=== Texto extraído ===
Desde aquella noche iniciática, las leyendas urbanas sobre sus derivas lo transformaron en un auténtico mito dentro de la literatura andina: efímeros pasos por redacciones, algunas changas como escritor fantasma y otras fugaces intervenciones menores en diversos oficios terrestres con la omnipresente sombra del alcohol a cuestas.

Su primer libro, que no lo rescató del anonimato, fue Coba: lenguaje secreto del hampa boliviano (1981), un soberbio documento recopilatorio del lunfardo y el argot carcelario, que la policía nacional publicó sin siquiera mencionar al cronista. Luego de aquel primer mal trago llegaron el notable Relatos de Víctor Hugo (1996), luego Alcoholatum & otros drinksCrónicas para gatos y pelagatos (2001), más tarde el clásico de clasicos Borracho estaba, pero me acuerdo (2002), poco antes de su muerte el premonitorio Avisos necrológicos (2005) y el póstumo Ch’aki fulero (2007). Auténticos best sellers piratas.

En 2018, la editorial paceña 3600 publicó La del estribo, con edición al cuidado de Marcelo Martínez. El libro reúne en un volumen ladrillo toda la obra del cronista.

=== Extracto de datos ===
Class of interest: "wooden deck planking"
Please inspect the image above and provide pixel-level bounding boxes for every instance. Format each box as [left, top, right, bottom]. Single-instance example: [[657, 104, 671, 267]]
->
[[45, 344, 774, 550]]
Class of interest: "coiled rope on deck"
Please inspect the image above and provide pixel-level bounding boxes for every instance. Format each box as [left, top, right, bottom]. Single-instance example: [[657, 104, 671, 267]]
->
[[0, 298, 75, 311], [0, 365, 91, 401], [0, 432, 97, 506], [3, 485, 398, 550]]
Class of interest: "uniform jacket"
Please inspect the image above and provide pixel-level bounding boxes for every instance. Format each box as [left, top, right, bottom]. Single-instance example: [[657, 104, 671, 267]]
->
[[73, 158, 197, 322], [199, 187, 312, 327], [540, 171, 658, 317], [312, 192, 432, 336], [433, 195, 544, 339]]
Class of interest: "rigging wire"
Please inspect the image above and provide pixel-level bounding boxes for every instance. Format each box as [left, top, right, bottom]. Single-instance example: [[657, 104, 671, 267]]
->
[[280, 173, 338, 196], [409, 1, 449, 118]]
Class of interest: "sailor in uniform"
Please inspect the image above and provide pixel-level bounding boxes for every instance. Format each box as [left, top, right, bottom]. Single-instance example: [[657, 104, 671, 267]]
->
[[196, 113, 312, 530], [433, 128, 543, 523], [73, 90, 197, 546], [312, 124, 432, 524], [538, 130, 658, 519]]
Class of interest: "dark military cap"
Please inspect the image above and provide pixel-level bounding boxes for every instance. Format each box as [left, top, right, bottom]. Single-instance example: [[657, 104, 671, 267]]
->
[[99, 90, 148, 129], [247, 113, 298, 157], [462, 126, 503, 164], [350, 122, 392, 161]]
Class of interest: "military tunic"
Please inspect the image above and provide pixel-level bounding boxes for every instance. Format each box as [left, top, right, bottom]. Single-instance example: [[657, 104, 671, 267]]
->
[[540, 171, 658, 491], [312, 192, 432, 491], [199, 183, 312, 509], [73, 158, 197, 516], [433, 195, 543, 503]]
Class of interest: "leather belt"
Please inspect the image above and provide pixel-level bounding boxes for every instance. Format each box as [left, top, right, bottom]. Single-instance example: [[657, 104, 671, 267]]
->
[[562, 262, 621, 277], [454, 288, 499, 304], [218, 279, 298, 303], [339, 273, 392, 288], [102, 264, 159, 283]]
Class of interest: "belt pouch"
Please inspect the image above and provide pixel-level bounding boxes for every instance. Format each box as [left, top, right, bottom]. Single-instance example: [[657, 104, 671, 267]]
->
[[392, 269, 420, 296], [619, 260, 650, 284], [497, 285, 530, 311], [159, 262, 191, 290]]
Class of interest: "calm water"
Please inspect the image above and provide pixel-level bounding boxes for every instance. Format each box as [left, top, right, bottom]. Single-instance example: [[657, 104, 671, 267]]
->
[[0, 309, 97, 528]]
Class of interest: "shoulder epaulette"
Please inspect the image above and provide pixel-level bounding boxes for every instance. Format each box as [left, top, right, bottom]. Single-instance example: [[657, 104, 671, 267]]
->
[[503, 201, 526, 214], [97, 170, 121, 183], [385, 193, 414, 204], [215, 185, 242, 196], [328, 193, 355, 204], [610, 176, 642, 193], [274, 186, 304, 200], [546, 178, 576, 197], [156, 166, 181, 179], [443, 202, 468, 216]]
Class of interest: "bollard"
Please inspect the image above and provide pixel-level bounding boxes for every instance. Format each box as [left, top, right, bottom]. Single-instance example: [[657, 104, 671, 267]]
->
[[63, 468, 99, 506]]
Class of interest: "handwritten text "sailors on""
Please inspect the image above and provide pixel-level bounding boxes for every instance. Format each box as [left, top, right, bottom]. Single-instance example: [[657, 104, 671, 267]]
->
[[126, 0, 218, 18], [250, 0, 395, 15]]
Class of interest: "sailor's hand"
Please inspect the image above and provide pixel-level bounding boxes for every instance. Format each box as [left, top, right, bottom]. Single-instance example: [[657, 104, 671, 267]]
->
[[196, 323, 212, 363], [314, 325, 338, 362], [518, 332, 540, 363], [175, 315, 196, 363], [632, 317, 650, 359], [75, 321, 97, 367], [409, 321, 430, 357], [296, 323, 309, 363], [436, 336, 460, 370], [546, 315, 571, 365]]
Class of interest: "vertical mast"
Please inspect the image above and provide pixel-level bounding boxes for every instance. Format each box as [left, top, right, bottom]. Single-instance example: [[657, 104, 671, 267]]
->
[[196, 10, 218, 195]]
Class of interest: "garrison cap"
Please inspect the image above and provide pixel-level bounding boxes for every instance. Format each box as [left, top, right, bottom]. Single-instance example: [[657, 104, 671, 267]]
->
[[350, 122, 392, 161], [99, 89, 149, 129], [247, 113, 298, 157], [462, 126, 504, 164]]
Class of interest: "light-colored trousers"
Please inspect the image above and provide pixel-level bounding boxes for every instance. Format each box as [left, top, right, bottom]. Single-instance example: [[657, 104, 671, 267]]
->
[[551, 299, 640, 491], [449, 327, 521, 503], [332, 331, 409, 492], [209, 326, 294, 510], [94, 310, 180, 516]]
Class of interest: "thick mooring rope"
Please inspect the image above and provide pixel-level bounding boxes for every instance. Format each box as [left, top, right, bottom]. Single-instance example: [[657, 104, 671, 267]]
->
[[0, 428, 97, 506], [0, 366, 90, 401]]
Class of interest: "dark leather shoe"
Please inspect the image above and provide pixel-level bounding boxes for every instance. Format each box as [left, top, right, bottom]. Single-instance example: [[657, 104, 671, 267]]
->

=== Objetivo del ejercicio ===
Contesta estas preguntas con lo que dice el texto sobre el cronista:
1. ¿Quién publicó Coba: lenguaje secreto del hampa boliviano sin mencionar al cronista?
2. ¿En qué año salió Ch’aki fulero?
3. ¿Qué editorial publicó La del estribo y quién tuvo a su cuidado la edición?

=== Respuesta al problema ===
1. La policía nacional.
2. En 2007.
3. La editorial paceña 3600, con edición al cuidado de Marcelo Martínez.